● The task: Below is a block of records; reproduce all of them exactly and leave out any pictures.

(Referring expression data)

++++++++++

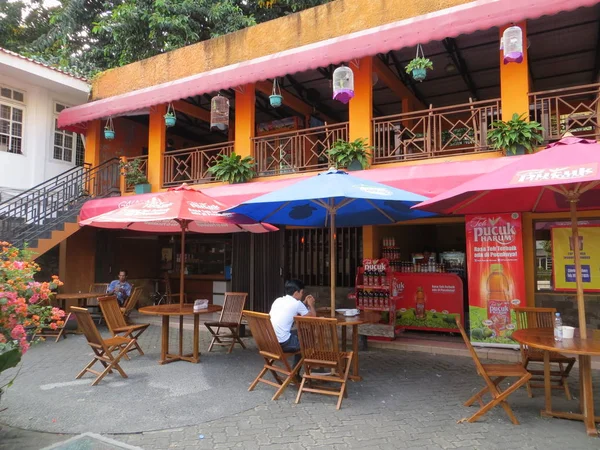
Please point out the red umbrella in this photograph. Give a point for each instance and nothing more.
(181, 209)
(563, 177)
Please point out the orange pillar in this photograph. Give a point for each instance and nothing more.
(361, 106)
(245, 112)
(514, 81)
(156, 146)
(93, 139)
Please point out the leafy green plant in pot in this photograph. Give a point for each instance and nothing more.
(516, 136)
(135, 176)
(233, 168)
(350, 155)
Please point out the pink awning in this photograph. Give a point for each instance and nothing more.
(463, 19)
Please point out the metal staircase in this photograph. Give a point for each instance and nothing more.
(34, 214)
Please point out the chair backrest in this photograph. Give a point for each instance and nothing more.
(132, 300)
(264, 334)
(112, 312)
(233, 305)
(85, 322)
(318, 339)
(535, 317)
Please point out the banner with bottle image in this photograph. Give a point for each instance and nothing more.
(496, 276)
(564, 261)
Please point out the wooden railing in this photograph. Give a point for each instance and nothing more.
(302, 150)
(575, 110)
(143, 167)
(434, 132)
(191, 165)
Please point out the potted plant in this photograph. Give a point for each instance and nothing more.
(24, 306)
(515, 137)
(135, 176)
(350, 155)
(233, 168)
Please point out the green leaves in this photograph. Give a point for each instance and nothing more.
(233, 168)
(508, 136)
(342, 153)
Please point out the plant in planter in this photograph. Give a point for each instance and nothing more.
(135, 176)
(350, 155)
(233, 168)
(24, 307)
(515, 137)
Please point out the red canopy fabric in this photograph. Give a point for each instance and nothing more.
(541, 182)
(165, 212)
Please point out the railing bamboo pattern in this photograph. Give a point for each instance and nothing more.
(575, 110)
(190, 165)
(434, 132)
(302, 150)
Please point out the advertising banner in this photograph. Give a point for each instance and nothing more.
(428, 301)
(496, 276)
(564, 260)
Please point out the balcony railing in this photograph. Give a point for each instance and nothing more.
(575, 110)
(143, 167)
(302, 150)
(434, 132)
(191, 165)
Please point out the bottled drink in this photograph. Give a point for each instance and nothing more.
(557, 327)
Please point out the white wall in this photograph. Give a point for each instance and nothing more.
(36, 164)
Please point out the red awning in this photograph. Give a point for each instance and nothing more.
(463, 19)
(425, 179)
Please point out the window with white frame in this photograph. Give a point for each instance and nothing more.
(67, 146)
(11, 121)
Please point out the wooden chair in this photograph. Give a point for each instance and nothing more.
(320, 348)
(543, 318)
(131, 303)
(103, 348)
(231, 318)
(116, 322)
(493, 374)
(268, 347)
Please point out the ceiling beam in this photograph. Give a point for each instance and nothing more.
(390, 79)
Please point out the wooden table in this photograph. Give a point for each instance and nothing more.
(166, 311)
(543, 339)
(353, 321)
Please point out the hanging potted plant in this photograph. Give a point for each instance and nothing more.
(419, 65)
(109, 129)
(170, 117)
(135, 176)
(350, 155)
(515, 137)
(275, 99)
(233, 168)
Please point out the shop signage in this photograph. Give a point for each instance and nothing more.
(496, 276)
(564, 260)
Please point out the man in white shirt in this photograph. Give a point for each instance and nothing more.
(283, 311)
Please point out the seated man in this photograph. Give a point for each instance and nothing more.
(120, 288)
(283, 311)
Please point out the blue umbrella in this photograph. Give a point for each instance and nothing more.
(331, 199)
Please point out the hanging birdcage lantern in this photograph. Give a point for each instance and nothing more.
(512, 44)
(219, 113)
(343, 84)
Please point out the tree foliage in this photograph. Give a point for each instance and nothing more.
(87, 36)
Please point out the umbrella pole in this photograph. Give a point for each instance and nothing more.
(578, 273)
(332, 260)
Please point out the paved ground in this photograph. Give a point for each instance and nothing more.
(407, 400)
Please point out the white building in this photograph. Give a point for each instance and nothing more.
(32, 148)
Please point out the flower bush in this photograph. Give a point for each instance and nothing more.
(24, 304)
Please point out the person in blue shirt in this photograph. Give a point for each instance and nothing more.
(120, 288)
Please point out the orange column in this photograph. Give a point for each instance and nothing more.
(361, 106)
(245, 112)
(156, 146)
(514, 81)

++++++++++

● Completed exercise:
Please point out the red umbrella in this photograph. Give a point for each instance and nothing more.
(181, 209)
(563, 177)
Please point out the orange pillar in this photograph. Give a point for each instance and nothing more.
(361, 106)
(245, 112)
(514, 81)
(156, 146)
(93, 139)
Please point out the leafy green plant in pot in this photograph. Give a point for each instance and nothing more.
(516, 136)
(135, 176)
(233, 168)
(350, 155)
Please point out the pink awning in this photograph. Give a point for each instance and nothing more.
(463, 19)
Please point out the metal staircase in this photograph. Give a point for each instance and nothing more.
(34, 214)
Please point out the chair backrest in this photograph. Give a point for each instance and nothing more.
(132, 300)
(264, 334)
(112, 312)
(233, 305)
(85, 322)
(318, 339)
(535, 317)
Please point out the banner with bottle image in this photograph. Give a point for each instance and nothing more.
(496, 276)
(564, 261)
Please point out the wooden railing in this photograph. Give a point for each instance and nothing more.
(302, 150)
(575, 110)
(143, 167)
(434, 132)
(191, 165)
Please point out the potted plant in this photograph. Give a point for each instance and nothing more.
(24, 306)
(515, 137)
(135, 176)
(350, 155)
(233, 168)
Please point out the green leaves in this photograph. Give a point for each instance and nothing more.
(233, 168)
(508, 136)
(342, 153)
Please point out the plant in planter in this photograph. Give a point for each instance and nothing more.
(135, 176)
(350, 155)
(233, 168)
(24, 307)
(515, 137)
Please point out the red canopy fabric in this photograph. Give a point for each instance and nothing more.
(541, 182)
(165, 212)
Please point out the railing bamboo pattern in this photograph. Give a point for each instance and nothing more.
(575, 110)
(190, 165)
(434, 132)
(302, 150)
Please point out the advertising banner in this photograph. Give a point for each instance and nothing more.
(428, 301)
(496, 276)
(564, 260)
Please point out the balcony railing in this photograph. Give a point for each instance and nothing more.
(575, 110)
(143, 167)
(302, 150)
(434, 132)
(191, 165)
Please point out the bottled drink in this photograph. Give a point for each instance and nothing more.
(557, 327)
Please point out the white wall in this photograph. Give a point for each instance and nothing more.
(36, 164)
Please point out the red awning in this photograph. Give a point for each instance and nothing more.
(463, 19)
(425, 179)
Please point out the window with white frame in this photograph. Give a point for each instance and nothing more.
(67, 146)
(11, 121)
Please point out the wooden chair in this photograph. Give a point for each instance and nothing more.
(320, 348)
(543, 318)
(131, 303)
(103, 348)
(231, 318)
(116, 322)
(493, 374)
(268, 347)
Please point out the ceiling beam in this photograph. Give a point for each instance and nothing more.
(390, 79)
Please point out the wooden table in this photograph. Give a point for each instance and nothing more.
(166, 311)
(543, 339)
(353, 321)
Please point out the hanging potted plant in this photograph. Give a point for each instance and nothing more.
(419, 65)
(109, 129)
(170, 117)
(135, 176)
(350, 155)
(515, 137)
(275, 99)
(233, 168)
Please point out the shop signage in this photograph. Give a point for each instance and nothing more.
(496, 276)
(564, 260)
Please point out the man in white shirt in this photograph. Give a point for each instance and nothing more.
(283, 311)
Please point out the seated man in this photograph. Give a point for each instance and nothing more.
(120, 288)
(283, 311)
Please point out the blue umbrella in this photograph. Give a point for each instance and nothing more.
(331, 199)
Please point out the hanging birdcage lantern in this photograph. Give a point for each instance and nothing more.
(512, 44)
(219, 113)
(343, 84)
Please point out the tree foliage in this photograph. Give a point for each instance and nothing more.
(87, 36)
Please point out the umbrella pole in this photograph. Give a point for each instance and nothing more.
(578, 273)
(332, 260)
Please point out the paved ground in this photograph. Give a point for each instance and nothing more.
(407, 400)
Please point out the white building in this photograph. Give a point for each instance and nothing more.
(32, 148)
Please point out the flower bush in this photograph. Give a point for each instance and nothing more.
(24, 304)
Please point out the person in blue shirt in this photograph. Give a point for each instance and nothing more.
(120, 288)
Please point out the orange column in this photograph. Give a point for each instance and nothing more.
(361, 106)
(245, 112)
(156, 146)
(514, 81)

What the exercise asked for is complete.